## TASK DETAILS:
Reproduce, character for character, the lines below from the line with "60, row 518." to the line with "column 46, row 267", including both of those lines and nothing else from the rows.

## EXTRACTED INFORMATION:
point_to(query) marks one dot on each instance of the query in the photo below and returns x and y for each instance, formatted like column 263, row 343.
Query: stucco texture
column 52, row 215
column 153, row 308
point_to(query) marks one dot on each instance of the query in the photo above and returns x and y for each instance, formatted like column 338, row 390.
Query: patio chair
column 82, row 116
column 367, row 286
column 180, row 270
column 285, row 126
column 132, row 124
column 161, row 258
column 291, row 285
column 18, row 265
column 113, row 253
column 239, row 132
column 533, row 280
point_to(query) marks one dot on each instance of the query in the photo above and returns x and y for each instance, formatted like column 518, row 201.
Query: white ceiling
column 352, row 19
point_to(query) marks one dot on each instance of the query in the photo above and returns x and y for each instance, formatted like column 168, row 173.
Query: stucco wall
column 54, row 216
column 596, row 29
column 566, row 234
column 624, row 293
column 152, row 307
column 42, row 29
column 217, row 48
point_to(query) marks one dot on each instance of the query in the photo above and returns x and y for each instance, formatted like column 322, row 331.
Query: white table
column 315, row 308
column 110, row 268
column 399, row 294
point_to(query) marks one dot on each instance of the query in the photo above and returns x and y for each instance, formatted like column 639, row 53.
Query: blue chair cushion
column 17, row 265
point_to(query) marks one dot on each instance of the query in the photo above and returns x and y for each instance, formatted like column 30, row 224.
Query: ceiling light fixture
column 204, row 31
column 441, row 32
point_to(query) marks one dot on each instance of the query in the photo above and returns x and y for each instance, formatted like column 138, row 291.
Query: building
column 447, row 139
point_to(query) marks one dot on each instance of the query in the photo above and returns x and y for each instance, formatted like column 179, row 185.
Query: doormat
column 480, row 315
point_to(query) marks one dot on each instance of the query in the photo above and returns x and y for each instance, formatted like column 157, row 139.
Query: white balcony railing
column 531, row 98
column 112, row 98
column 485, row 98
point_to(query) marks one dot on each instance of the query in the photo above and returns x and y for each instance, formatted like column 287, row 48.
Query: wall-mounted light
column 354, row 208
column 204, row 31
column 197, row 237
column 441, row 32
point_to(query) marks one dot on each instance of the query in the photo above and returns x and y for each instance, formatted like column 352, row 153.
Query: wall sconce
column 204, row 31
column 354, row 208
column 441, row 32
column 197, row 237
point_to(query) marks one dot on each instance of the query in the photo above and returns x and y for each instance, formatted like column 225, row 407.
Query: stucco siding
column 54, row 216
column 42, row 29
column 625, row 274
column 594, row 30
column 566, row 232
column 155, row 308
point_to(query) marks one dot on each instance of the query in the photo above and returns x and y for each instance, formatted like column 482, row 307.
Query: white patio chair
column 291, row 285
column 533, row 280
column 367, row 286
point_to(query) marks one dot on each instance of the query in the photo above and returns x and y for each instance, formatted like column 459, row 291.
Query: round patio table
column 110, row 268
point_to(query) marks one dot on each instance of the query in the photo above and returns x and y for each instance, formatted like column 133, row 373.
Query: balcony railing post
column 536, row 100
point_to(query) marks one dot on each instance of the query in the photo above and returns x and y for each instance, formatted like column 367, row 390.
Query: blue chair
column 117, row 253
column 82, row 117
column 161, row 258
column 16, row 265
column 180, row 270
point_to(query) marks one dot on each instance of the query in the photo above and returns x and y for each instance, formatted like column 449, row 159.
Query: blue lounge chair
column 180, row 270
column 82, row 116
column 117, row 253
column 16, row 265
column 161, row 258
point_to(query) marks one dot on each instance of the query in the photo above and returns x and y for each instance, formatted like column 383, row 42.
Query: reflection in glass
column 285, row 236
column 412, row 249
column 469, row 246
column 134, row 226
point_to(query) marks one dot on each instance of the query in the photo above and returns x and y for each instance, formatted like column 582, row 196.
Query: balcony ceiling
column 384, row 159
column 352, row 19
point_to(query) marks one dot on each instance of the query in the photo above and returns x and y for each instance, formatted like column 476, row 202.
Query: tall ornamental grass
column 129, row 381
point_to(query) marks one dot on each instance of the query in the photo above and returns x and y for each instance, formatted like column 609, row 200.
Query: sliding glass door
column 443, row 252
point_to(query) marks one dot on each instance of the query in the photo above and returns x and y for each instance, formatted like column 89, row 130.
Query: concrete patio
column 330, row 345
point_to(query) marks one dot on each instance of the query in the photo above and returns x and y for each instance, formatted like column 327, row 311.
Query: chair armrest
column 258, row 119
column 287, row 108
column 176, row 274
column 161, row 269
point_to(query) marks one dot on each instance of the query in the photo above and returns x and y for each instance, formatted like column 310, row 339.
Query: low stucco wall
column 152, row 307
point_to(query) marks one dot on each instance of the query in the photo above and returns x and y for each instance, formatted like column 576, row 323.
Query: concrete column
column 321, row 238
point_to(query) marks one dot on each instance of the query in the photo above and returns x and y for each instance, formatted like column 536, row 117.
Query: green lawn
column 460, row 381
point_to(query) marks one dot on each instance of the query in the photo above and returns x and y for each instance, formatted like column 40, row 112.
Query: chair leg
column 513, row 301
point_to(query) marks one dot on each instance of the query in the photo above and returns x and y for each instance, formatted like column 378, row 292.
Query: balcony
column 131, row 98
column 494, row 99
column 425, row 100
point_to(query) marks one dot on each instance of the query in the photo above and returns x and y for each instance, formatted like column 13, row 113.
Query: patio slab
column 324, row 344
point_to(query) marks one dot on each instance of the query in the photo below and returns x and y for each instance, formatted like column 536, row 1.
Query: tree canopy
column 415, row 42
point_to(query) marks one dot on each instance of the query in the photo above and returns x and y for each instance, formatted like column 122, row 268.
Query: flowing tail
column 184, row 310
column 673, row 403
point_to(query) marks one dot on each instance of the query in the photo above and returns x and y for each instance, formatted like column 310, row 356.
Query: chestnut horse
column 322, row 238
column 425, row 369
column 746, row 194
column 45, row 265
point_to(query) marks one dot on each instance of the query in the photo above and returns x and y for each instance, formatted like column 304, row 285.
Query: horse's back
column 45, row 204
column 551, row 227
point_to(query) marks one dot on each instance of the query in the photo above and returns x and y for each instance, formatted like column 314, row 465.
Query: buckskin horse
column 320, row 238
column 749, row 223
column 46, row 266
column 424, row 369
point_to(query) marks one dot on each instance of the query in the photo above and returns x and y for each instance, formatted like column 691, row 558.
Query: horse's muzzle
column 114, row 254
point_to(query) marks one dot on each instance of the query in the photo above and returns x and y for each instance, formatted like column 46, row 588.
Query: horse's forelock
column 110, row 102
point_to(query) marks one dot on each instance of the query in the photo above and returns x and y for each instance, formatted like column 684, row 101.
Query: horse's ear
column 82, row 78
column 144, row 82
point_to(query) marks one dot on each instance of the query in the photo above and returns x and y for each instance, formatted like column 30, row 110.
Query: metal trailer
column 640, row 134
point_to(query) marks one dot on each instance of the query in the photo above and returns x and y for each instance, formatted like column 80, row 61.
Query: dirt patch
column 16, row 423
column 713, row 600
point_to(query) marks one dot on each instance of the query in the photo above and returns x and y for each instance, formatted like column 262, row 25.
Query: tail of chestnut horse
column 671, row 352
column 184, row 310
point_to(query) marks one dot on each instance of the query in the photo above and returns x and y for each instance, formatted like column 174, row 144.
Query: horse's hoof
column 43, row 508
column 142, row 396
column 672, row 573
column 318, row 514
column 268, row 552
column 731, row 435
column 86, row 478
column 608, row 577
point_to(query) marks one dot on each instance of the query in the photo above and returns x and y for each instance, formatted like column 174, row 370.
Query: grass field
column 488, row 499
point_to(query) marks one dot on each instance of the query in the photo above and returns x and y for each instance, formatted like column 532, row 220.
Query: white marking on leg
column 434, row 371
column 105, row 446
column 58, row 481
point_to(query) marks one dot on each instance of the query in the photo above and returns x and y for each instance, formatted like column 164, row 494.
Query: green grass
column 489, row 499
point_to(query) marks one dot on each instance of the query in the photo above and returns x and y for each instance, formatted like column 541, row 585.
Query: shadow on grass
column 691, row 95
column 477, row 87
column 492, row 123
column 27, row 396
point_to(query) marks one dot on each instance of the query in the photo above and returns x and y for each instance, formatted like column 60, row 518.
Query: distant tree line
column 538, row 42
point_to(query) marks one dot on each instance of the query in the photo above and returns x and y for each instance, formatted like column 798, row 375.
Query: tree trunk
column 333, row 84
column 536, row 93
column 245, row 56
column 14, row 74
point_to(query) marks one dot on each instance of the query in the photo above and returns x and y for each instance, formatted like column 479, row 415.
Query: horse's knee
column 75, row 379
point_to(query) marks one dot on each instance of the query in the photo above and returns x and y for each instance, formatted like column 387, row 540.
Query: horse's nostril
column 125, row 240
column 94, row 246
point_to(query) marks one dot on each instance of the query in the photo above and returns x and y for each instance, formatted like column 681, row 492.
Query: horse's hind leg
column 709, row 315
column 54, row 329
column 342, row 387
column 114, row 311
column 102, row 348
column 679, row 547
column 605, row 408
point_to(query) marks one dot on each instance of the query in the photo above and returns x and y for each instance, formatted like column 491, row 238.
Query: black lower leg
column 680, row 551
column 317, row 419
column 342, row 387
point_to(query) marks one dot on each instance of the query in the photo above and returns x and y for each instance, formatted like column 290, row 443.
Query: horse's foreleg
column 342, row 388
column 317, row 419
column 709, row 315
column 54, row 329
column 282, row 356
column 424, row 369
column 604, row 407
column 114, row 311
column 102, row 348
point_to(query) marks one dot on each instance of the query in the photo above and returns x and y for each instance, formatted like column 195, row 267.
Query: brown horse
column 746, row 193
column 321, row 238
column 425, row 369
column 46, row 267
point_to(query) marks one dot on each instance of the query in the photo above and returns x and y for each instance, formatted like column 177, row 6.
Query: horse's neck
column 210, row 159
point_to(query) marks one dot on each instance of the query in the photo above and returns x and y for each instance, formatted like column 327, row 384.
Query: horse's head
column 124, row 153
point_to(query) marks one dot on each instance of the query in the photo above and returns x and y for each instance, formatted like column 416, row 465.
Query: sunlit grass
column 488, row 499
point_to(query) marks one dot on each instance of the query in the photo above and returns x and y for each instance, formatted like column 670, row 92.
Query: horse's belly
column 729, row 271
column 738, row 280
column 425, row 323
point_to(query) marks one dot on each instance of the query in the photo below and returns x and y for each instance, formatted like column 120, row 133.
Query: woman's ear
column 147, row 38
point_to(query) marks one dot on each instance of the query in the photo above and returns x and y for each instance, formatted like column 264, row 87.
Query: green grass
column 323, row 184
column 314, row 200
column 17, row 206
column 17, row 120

## FULL RESPONSE:
point_to(query) marks one dot on each instance of the query in the photo above and returns x and y for each instance, formatted like column 60, row 518.
Query: distant tree line
column 538, row 42
point_to(query) marks one dot on each instance of the query in the photo above and returns x and y for each instance, formatted like column 798, row 375.
Query: tree trunk
column 333, row 84
column 536, row 93
column 245, row 56
column 14, row 74
point_to(query) marks one dot on each instance of the query in the photo above and returns x and y for each instance, formatted like column 479, row 415.
Query: horse's knee
column 75, row 379
point_to(query) marks one dot on each instance of the query in the photo above and returns x and y for each instance, formatted like column 387, row 540.
Query: horse's nostril
column 125, row 240
column 94, row 246
point_to(query) marks one dot on each instance of the query in the photo above and returns x and y for each instance, formatted like column 681, row 492.
Query: horse's hind leg
column 709, row 315
column 54, row 329
column 342, row 387
column 114, row 311
column 102, row 348
column 679, row 547
column 605, row 408
point_to(query) marks one dot on each instance of the query in the photo above and returns x and y for each instance, formatted like column 491, row 238.
Query: black lower leg
column 680, row 551
column 317, row 419
column 342, row 387
point_to(query) marks one dot on each instance of the query in the photo above and returns x and y for each instance, formatted like column 290, row 443.
Query: horse's foreleg
column 342, row 388
column 317, row 419
column 709, row 315
column 54, row 329
column 282, row 356
column 424, row 369
column 604, row 407
column 114, row 311
column 102, row 348
point_to(query) marks one dot on each instance of the query in the photo above and returns x and y for each instance, formatted like column 195, row 267.
Query: brown horse
column 746, row 193
column 321, row 238
column 425, row 369
column 46, row 267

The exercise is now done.